(Entries from a point annotation set)
****************************************
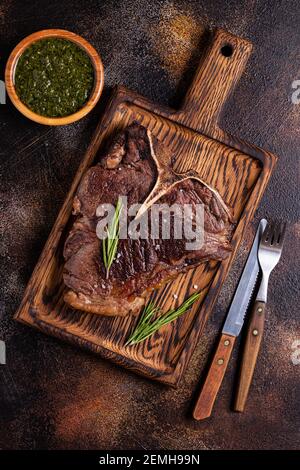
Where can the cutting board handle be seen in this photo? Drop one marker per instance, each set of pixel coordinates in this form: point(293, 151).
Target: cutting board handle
point(215, 78)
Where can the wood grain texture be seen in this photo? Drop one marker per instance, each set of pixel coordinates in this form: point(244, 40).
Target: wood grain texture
point(238, 170)
point(83, 44)
point(213, 381)
point(250, 353)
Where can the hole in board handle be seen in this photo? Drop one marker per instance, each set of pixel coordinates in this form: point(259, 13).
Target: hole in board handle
point(227, 50)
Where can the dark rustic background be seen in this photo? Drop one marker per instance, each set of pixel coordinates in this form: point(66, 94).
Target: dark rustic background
point(53, 395)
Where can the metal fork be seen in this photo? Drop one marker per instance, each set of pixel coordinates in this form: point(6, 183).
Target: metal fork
point(269, 253)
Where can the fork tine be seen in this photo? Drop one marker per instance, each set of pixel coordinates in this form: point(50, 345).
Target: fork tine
point(267, 233)
point(274, 234)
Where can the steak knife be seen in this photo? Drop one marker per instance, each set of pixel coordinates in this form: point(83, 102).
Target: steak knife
point(231, 329)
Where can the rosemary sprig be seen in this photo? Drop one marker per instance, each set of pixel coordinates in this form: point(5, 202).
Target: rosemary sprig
point(110, 243)
point(146, 327)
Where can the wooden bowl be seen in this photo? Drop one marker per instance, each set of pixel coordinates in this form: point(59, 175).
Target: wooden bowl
point(50, 33)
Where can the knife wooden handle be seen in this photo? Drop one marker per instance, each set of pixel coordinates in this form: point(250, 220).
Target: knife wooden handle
point(252, 345)
point(214, 378)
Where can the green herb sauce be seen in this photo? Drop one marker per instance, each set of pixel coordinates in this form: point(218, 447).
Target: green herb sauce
point(54, 77)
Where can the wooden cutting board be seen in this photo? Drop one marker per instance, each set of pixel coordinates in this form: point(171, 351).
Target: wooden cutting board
point(238, 170)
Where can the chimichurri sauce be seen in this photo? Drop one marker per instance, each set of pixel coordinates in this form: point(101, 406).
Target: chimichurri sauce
point(54, 77)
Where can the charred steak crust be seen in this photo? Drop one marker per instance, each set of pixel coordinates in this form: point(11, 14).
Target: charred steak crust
point(127, 169)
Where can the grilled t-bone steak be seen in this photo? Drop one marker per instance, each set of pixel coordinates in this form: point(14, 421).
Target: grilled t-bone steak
point(129, 168)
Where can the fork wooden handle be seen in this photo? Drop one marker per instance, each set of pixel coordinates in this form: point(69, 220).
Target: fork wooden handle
point(214, 378)
point(251, 350)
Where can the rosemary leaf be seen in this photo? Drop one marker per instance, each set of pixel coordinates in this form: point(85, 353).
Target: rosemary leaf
point(110, 242)
point(146, 327)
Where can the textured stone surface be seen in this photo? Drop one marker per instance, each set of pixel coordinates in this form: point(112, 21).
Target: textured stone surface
point(55, 396)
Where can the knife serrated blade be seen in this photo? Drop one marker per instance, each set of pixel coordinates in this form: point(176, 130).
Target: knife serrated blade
****************************************
**EXERCISE AIM**
Turn every entry above into a JSON list of strings, one string per line, with blank lines dropped. Leave the pictures out.

**OUTPUT FOR THIS TASK**
[
  "Where can the cutting board handle be seen in this photo? Drop one marker per instance, each set of pixel coordinates in this form: point(293, 151).",
  "Target: cutting board handle",
  "point(215, 78)",
  "Where can the wood grain texture be seen in this photo? Drop one marker per instance, each set of pixel coordinates in this form: point(244, 40).",
  "Target: wood grain texture",
  "point(238, 170)",
  "point(83, 44)",
  "point(213, 381)",
  "point(250, 353)",
  "Where can the hole in board handle be seen in this photo? Drop one marker per instance, each set of pixel coordinates in this form: point(259, 13).",
  "Target: hole in board handle",
  "point(227, 50)",
  "Where can the dark rustic background be seen in this photo? Drop one marker per instance, each set of pixel coordinates in this form: point(66, 94).",
  "Target: dark rustic background",
  "point(53, 395)",
  "Where can the metal fork be seen in this photo? Drop one marker per instance, each set of pixel coordinates in this form: point(6, 183).",
  "Target: metal fork",
  "point(269, 253)",
  "Where can the fork tine be seen in this photo? Drop one marker per instance, each set of pixel coordinates in this form: point(50, 345).",
  "Target: fork tine",
  "point(267, 233)",
  "point(274, 234)",
  "Where can the steak knife be seen in this photo? Drop one marker per instance, each set of pixel coordinates in this form: point(83, 102).",
  "Target: steak knife",
  "point(231, 329)",
  "Where can the rosemary sprig be seen in this photo? Drop one marker per instance, each set of pixel coordinates in this form: point(5, 202).",
  "Target: rosemary sprig",
  "point(110, 243)",
  "point(146, 327)",
  "Where can the wooden bowl be seen in this photo? Drop one marker per instance, each set of pixel coordinates in this form: point(59, 175).",
  "Target: wooden bowl",
  "point(50, 33)",
  "Where can the knife wooden handle be seen in this photo? Drop one marker per instance, each set of pixel coordinates in this form: point(250, 220).",
  "Target: knife wooden handle",
  "point(252, 345)",
  "point(214, 378)",
  "Where can the green herb sauce be seen in this photo? Drop one marker per instance, each set of pixel coordinates in this form: point(218, 447).",
  "Target: green herb sauce",
  "point(54, 77)",
  "Where can the wooden cutting board be seen in this photo? Drop one marker per instance, each set of pixel coordinates in this form: point(171, 351).",
  "Target: wooden cutting board",
  "point(238, 170)",
  "Where can the chimichurri sauce be seen in this photo? Drop one marker per instance, each set of pixel coordinates in this form: point(101, 406).",
  "Target: chimichurri sauce",
  "point(54, 77)",
  "Where can the charred steak crust be seen in this photo? Drop one marker per instance, each set of pixel coordinates in this form: point(11, 14).",
  "Target: charred steak crust",
  "point(127, 169)",
  "Where can the grilled t-bone steak be seen in this photo? Drop one marker per instance, each set of pixel coordinates in this form: point(14, 421).",
  "Target: grilled t-bone steak",
  "point(129, 168)",
  "Where can the fork wooden handle be seen in this photo? Drop one marker per instance, each set of pixel coordinates in this form: point(69, 220).",
  "Target: fork wooden handle",
  "point(214, 378)",
  "point(251, 350)",
  "Where can the rosemary leaf be seen in this photo? Drop one marker per instance, each set of pixel coordinates in this form: point(85, 353).",
  "Target: rosemary leaf",
  "point(110, 242)",
  "point(146, 327)",
  "Where can the textured stone surface be seen in this photo? Drop one marker per instance, each set of pixel coordinates in this form: point(112, 21).",
  "Target: textured stone surface",
  "point(55, 396)",
  "Where can the knife serrated blade be seen in this photo? Drop one marker per instance, each set of pixel coordinates in this form: point(176, 130).",
  "Target: knife serrated blade"
]